⟨

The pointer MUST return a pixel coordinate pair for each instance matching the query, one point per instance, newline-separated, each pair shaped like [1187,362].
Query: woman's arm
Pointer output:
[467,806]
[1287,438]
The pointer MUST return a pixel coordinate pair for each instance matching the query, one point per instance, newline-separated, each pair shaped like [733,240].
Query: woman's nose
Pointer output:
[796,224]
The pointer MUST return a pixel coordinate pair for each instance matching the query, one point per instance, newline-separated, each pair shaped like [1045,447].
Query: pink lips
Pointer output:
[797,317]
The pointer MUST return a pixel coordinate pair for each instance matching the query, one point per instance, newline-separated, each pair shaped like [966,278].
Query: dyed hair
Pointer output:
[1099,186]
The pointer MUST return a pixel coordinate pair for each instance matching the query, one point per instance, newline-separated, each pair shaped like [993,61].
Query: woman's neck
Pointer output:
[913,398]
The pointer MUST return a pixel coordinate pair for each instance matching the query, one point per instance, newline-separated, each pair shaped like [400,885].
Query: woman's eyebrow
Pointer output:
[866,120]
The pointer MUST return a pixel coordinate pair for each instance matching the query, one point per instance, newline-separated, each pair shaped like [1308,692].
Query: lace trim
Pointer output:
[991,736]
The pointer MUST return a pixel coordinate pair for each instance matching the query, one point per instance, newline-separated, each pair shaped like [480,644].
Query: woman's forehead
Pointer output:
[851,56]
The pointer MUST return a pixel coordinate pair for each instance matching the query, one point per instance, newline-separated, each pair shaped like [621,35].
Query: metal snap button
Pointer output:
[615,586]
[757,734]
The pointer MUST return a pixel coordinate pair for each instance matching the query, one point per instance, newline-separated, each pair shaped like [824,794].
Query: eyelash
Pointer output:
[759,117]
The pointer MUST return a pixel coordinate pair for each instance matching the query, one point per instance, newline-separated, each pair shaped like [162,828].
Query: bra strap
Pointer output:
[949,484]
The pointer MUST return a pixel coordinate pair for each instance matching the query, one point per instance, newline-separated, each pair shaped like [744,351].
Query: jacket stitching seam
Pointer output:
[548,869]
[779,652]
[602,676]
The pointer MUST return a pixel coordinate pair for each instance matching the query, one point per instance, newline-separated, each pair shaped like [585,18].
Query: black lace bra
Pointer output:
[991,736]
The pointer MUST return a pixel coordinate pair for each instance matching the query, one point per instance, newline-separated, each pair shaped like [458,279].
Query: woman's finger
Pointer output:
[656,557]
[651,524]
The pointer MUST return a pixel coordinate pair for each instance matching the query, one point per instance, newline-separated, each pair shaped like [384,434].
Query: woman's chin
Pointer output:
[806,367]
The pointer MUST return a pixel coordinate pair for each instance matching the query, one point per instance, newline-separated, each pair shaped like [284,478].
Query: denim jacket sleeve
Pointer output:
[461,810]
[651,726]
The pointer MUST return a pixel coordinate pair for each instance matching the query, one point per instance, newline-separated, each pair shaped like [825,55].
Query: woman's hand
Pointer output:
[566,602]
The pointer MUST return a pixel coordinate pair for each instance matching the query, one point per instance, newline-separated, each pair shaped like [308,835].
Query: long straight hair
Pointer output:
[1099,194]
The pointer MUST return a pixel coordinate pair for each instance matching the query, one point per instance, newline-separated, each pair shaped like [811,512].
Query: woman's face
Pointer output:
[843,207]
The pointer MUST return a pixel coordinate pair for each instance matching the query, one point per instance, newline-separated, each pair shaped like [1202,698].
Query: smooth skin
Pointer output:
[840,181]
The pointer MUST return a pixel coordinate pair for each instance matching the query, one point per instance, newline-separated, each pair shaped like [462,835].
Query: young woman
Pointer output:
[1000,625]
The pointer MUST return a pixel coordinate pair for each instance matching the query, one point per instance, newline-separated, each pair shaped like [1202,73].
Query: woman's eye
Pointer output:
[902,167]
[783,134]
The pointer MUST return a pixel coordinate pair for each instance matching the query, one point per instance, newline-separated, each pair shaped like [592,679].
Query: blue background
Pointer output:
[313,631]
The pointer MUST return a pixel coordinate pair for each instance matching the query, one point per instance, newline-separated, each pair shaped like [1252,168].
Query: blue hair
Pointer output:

⟩

SET PROBLEM ▸ Starting at the line that contains "shaped like [1202,73]." and ending at the last line of the records above, put those lines into a JSON list of strings with one string per line. Leave out any blank lines.

EXPECTED ANSWER ▸
[
  "The pointer MUST return a pixel coordinate pair for each instance matching the query, one point per instance, newline-separated, each pair shaped like [1202,73].",
  "Query: woman's eye",
  "Pointer output:",
  "[902,167]",
  "[783,134]",
  "The pointer MUST return a pixel coordinate pair for each instance matching the query, one point per instance, newline-separated, each pair shaped like [592,679].",
  "Query: blue background",
  "Pointer output:",
  "[313,631]",
  "The pointer MUST return a pixel coordinate pair for each instance matching the query, one point per instance, newline-separated, each pair shaped like [1252,168].",
  "Query: blue hair",
  "Pointer output:"
]